**SOURCE DOCUMENT**
Experts call for deeper understanding of diversity in ASEAN

BY By Mao Li | 08-30-2013
Chinese Social Sciences Today

 

Chinese Foreign Minister Wang Yi addresses the opening ceremony of the High-Level Forum on the 10th Anniversary of China-ASEAN Strategic Partnership held in Bangkok, Thailand, on Aug. 2, 2013.

Xinhua

 

On August 2, China’s Foreign Minister Wang Yi met with representatives from the ASEAN for the High-Level Forum on the 10th Anniversary of China-ASEAN strategic partnership in Bangkok, Thailand.

 

Reflecting on the past decade of China-ASEAN relations, CSST has spoken with several leading scholars on the achievements of this partnership and its prospects for the next decade and beyond.

 

Good neighborly relations

 

“ASEAN is the first regional organization that China has established strategic partnership with, and China is the first nation that ASEAN has established such partnership with,” noted Xu Liping, a research fellow from the National Institute of International Strategy at the Chinese Academy of Social Sciences (CASS). Xu asserted that as a “10+1” pattern, the China-ASEAN strategic partnership sets a good example for cooperation throughout East Asia.

 

Zhang Yunling, a member of CASS’s Presidium of Academic Divisions and director of its Academic Division of International Studies, listed three major accomplishments of the China-ASEAN strategic partnership: cooperation within Asia has been elevated to a higher level, trade relations between China and ASEAN have grown even further, and the partnership has acted as a stabilizing and pacifying influence on the situation in the South China Sea. Elaborating on this last point, Zhang said that the Declaration on the Code of Conduct of Parties in the South China Sea, signed by China and all of the ASEAN members, has demonstrated the signatories’ desire to maintain peace and stability in the South China Sea. The document stipulates clearly that members will seek peaceful resolution to specific, individual controversies or disputes through friendly consultation and negotiation.

(Data listing)
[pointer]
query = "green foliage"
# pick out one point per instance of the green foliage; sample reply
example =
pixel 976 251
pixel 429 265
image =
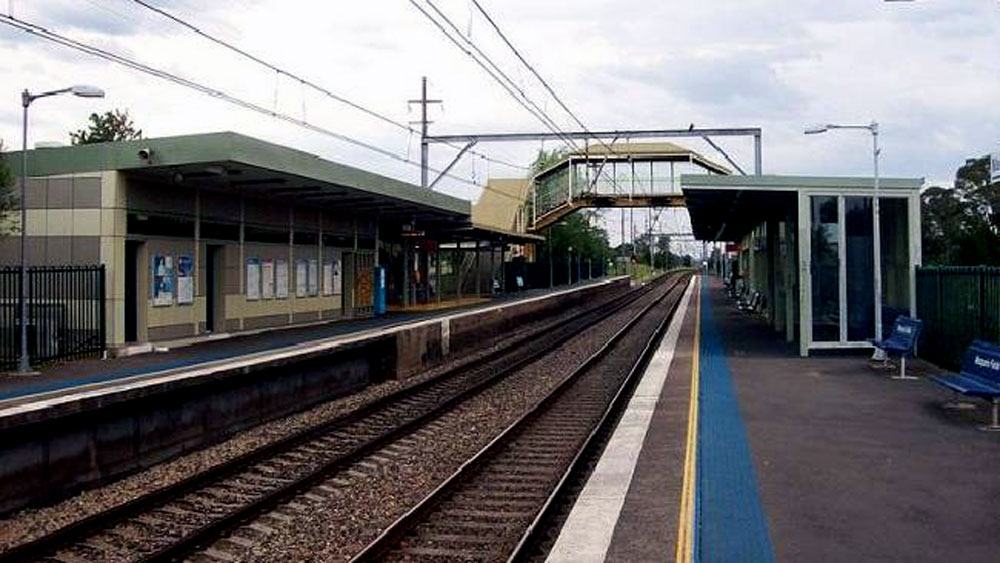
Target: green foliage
pixel 580 232
pixel 112 126
pixel 961 226
pixel 8 196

**STATED GOAL 1**
According to the article on China-ASEAN relations, what are the three major accomplishments of the China-ASEAN strategic partnership that Zhang Yunling lists?
**STATED GOAL 2**
Pick up the article on China-ASEAN relations after its final sentence and keep writing in the same style.

**RESPONSE 1**
1. Cooperation within Asia has been elevated to a higher level.
2. Trade relations between China and ASEAN have grown even further.
3. The partnership has acted as a stabilizing and pacifying influence on the situation in the South China Sea.

**RESPONSE 2**
 

Cao Yunhua, director of the School of International Studies and the executive director of the Academy of Overseas Chinese Studies at Jinan University, asserted that China and ASEAN are actively striving toward a relationship defined by partnership, friendship and good neighborliness. In addition to the regular dialogs and negotiations the two sides have held, Cao noted China and Thailand’s cooperation on national defense affairs, and China’s cooperation with its neighboring countries in combating terrorism and drug-trafficking. China and Thailand’s cooperation has strengthened mutual trust and dispelled doubts, while China and other ASEAN member states have made some breakthroughs on non-traditional security issues, he said.

 

Increased regional economic integration

 

Since the establishment of their strategic partnership, China and the ASEAN economies have become increasingly integrated. In 2002, the year before the partnership, ASEAN member states’ actual investment in China totaled $3.26 billion; while by 2012, investment had more than doubled, reaching $7.1 billion. China, in turn, constitutes ASEAN’s biggest source of foreign investment, with cumulative investment in ASEAN countries reaching nearly $30 billion by the end of June 2013.

 

Wang Qin, director of the Center for Southeast Asian Studies at Xiamen University, pointed to the rapid development of the regional economy and the completion of China-ASEAN Free Trade Area (CAFTA), which came into effect in January 2010, as catalysts for the quickly increasing economic and trade cooperation. These changes have provided the framework and the mechanism for China-ASEAN economic cooperation, Wang said, observing that economic cooperation has been all-encompassing, multi-level and wide-ranging, gradually enhancing the level of regional economic integration.

 

In 2012, bilateral trade volume between China and ASEAN countries exceeded $400 billion, and is expected to pass $500 billion in 2015. ASEAN has become the third largest trade partner of China while China has been ASEAN’s largest trade partner.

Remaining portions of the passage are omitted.